- _Records for the task_:
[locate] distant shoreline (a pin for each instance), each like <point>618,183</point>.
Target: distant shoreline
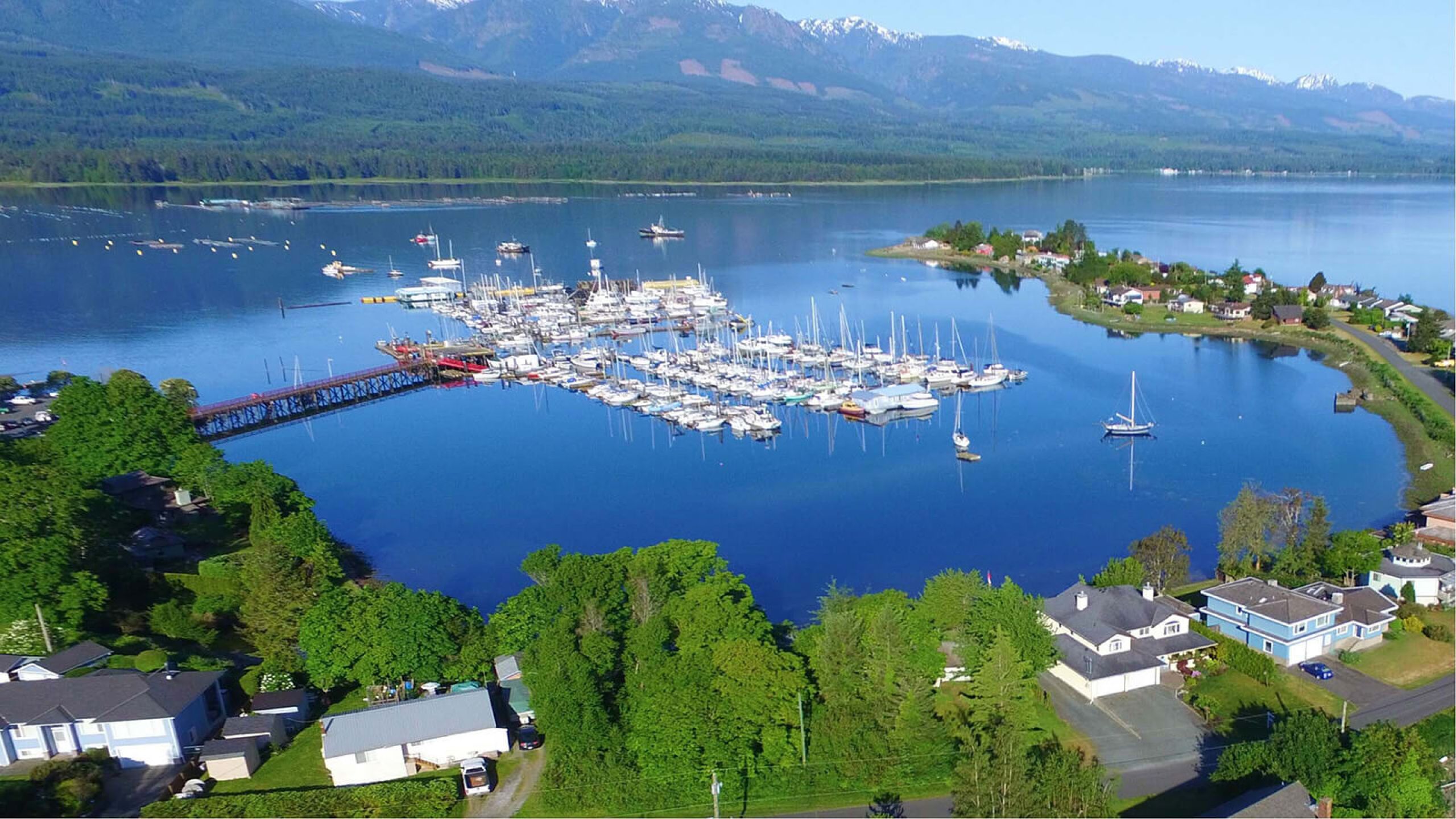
<point>1340,353</point>
<point>18,184</point>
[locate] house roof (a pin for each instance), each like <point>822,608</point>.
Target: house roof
<point>1275,802</point>
<point>1275,602</point>
<point>73,657</point>
<point>102,697</point>
<point>1362,604</point>
<point>251,726</point>
<point>225,748</point>
<point>274,700</point>
<point>508,667</point>
<point>401,723</point>
<point>1097,667</point>
<point>1113,610</point>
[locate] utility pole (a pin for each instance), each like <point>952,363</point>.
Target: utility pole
<point>717,787</point>
<point>804,752</point>
<point>46,633</point>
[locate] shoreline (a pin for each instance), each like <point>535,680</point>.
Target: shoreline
<point>1346,354</point>
<point>19,184</point>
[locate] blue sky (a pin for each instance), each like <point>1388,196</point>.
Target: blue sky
<point>1407,46</point>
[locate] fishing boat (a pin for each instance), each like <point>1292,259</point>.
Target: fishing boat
<point>660,231</point>
<point>1129,424</point>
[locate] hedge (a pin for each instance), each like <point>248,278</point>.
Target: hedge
<point>1239,656</point>
<point>203,585</point>
<point>404,797</point>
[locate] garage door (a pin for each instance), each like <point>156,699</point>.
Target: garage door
<point>139,755</point>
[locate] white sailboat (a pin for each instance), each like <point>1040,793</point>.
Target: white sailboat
<point>1129,424</point>
<point>960,439</point>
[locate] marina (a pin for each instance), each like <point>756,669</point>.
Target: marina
<point>522,464</point>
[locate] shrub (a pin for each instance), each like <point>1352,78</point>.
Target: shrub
<point>150,660</point>
<point>401,797</point>
<point>1239,656</point>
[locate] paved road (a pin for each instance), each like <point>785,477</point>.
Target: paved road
<point>1423,378</point>
<point>1349,684</point>
<point>1410,707</point>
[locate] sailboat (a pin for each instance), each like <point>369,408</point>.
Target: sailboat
<point>449,263</point>
<point>961,441</point>
<point>1129,424</point>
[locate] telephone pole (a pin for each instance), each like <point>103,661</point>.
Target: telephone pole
<point>717,787</point>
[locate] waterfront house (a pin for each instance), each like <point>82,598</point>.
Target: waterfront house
<point>1293,626</point>
<point>292,706</point>
<point>1123,295</point>
<point>1430,574</point>
<point>395,741</point>
<point>1186,304</point>
<point>81,656</point>
<point>139,719</point>
<point>1289,314</point>
<point>514,697</point>
<point>1231,311</point>
<point>1116,639</point>
<point>1439,522</point>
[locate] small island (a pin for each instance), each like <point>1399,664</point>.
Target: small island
<point>1130,293</point>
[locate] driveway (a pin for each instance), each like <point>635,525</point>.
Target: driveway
<point>1349,684</point>
<point>510,793</point>
<point>134,787</point>
<point>1408,707</point>
<point>1148,735</point>
<point>1423,378</point>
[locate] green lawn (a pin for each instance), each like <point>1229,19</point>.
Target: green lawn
<point>1410,660</point>
<point>1238,701</point>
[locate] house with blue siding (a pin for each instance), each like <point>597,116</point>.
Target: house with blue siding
<point>1293,626</point>
<point>139,719</point>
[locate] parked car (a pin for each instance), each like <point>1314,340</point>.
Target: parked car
<point>528,738</point>
<point>475,776</point>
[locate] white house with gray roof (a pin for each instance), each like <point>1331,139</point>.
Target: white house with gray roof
<point>1116,639</point>
<point>388,741</point>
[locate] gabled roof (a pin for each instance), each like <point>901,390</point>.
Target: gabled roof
<point>1362,604</point>
<point>1113,610</point>
<point>1273,602</point>
<point>401,723</point>
<point>102,697</point>
<point>73,657</point>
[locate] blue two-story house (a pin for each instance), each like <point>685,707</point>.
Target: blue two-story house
<point>140,719</point>
<point>1298,624</point>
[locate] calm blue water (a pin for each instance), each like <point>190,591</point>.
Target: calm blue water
<point>449,489</point>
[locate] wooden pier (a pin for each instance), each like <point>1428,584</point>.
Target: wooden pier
<point>313,398</point>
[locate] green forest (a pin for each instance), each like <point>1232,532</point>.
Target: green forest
<point>107,118</point>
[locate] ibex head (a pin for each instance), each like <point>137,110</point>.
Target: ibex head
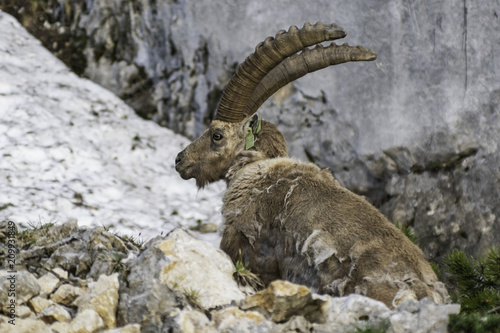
<point>237,135</point>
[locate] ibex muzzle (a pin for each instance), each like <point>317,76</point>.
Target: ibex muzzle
<point>288,219</point>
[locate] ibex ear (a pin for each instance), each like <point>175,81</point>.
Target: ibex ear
<point>253,126</point>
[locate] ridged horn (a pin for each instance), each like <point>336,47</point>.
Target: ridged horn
<point>301,64</point>
<point>268,55</point>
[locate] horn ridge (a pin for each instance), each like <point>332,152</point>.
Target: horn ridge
<point>268,55</point>
<point>298,65</point>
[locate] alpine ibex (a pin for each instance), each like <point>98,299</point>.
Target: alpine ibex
<point>291,220</point>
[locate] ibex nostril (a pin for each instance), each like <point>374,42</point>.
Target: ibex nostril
<point>290,219</point>
<point>179,157</point>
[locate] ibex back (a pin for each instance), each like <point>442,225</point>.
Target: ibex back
<point>291,220</point>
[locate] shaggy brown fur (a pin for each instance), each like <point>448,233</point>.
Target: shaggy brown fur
<point>292,220</point>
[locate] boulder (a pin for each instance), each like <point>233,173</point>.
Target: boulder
<point>415,132</point>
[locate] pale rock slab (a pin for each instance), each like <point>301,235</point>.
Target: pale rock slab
<point>38,304</point>
<point>283,299</point>
<point>87,321</point>
<point>66,294</point>
<point>24,284</point>
<point>55,312</point>
<point>28,325</point>
<point>196,266</point>
<point>102,297</point>
<point>48,283</point>
<point>132,328</point>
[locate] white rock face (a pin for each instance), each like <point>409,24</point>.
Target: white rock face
<point>70,148</point>
<point>194,266</point>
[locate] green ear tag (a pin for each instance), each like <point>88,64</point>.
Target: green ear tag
<point>250,141</point>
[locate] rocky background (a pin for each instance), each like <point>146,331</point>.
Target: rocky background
<point>416,132</point>
<point>84,280</point>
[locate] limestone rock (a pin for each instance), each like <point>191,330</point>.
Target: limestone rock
<point>102,297</point>
<point>145,300</point>
<point>193,321</point>
<point>66,294</point>
<point>86,321</point>
<point>48,283</point>
<point>55,312</point>
<point>133,328</point>
<point>283,299</point>
<point>38,304</point>
<point>196,266</point>
<point>352,311</point>
<point>28,325</point>
<point>234,320</point>
<point>412,132</point>
<point>22,283</point>
<point>61,273</point>
<point>24,311</point>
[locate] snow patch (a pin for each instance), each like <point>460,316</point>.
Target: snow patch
<point>70,148</point>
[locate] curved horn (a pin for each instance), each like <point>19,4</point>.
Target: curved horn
<point>301,64</point>
<point>268,55</point>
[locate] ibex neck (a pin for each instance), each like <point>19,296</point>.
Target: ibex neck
<point>244,158</point>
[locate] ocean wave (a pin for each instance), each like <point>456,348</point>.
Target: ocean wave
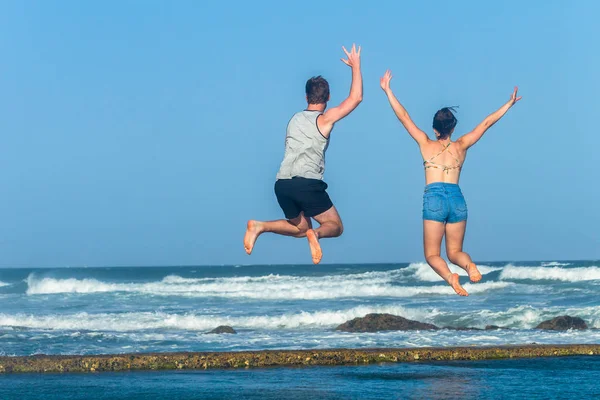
<point>550,273</point>
<point>137,321</point>
<point>555,264</point>
<point>521,317</point>
<point>423,272</point>
<point>369,284</point>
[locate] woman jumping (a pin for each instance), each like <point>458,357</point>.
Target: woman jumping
<point>444,207</point>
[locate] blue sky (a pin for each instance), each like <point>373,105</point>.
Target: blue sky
<point>148,132</point>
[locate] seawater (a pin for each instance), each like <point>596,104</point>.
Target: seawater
<point>143,309</point>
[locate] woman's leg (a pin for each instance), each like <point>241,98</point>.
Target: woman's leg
<point>455,235</point>
<point>433,232</point>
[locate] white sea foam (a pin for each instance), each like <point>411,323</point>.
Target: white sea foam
<point>368,284</point>
<point>423,272</point>
<point>521,317</point>
<point>550,273</point>
<point>136,321</point>
<point>555,264</point>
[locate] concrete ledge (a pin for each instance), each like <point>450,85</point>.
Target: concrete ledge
<point>272,358</point>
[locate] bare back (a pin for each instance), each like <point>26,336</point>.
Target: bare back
<point>442,160</point>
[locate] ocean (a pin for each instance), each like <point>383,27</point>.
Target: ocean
<point>165,309</point>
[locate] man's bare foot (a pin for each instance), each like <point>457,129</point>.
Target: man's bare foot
<point>474,274</point>
<point>315,247</point>
<point>453,281</point>
<point>252,232</point>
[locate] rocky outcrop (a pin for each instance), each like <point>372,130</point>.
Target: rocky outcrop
<point>222,329</point>
<point>272,358</point>
<point>563,323</point>
<point>462,328</point>
<point>383,322</point>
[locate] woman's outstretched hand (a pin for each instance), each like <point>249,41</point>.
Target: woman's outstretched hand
<point>385,80</point>
<point>513,97</point>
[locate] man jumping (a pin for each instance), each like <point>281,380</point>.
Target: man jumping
<point>300,189</point>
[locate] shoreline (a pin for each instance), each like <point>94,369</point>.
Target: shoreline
<point>279,358</point>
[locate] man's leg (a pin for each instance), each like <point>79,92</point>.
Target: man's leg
<point>296,227</point>
<point>330,226</point>
<point>433,232</point>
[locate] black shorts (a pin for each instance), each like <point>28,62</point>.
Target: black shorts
<point>302,195</point>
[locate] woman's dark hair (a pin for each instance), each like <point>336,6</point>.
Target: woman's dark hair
<point>317,90</point>
<point>444,121</point>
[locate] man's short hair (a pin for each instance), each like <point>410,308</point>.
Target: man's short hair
<point>317,90</point>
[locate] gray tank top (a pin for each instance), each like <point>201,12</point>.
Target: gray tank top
<point>305,148</point>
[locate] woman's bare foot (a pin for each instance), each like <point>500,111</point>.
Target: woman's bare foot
<point>253,230</point>
<point>474,274</point>
<point>453,281</point>
<point>315,247</point>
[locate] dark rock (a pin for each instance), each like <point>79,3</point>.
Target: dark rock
<point>494,327</point>
<point>461,328</point>
<point>223,329</point>
<point>563,323</point>
<point>383,322</point>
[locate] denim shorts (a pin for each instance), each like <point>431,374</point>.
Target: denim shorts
<point>444,202</point>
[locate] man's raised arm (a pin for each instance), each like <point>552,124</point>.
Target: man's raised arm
<point>334,114</point>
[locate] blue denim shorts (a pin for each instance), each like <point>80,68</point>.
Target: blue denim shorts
<point>444,202</point>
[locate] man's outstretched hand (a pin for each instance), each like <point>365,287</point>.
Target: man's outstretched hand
<point>353,59</point>
<point>385,80</point>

- _To be done_:
Can you lay out the stretch of the items above that opens with the line containing "[locate] man jumping" and closes with the line containing "<point>279,358</point>" as a Markdown table with the columns Row and Line, one line per row and blank lines left out?

- _Exercise result_:
| Row | Line |
|---|---|
| 1 | [locate] man jumping (a pin for each instance), each like <point>281,380</point>. |
| 2 | Target: man jumping |
| 3 | <point>300,189</point> |
| 4 | [locate] shoreline (a pin for each instance), each like <point>94,369</point>. |
| 5 | Target: shoreline |
| 6 | <point>279,358</point> |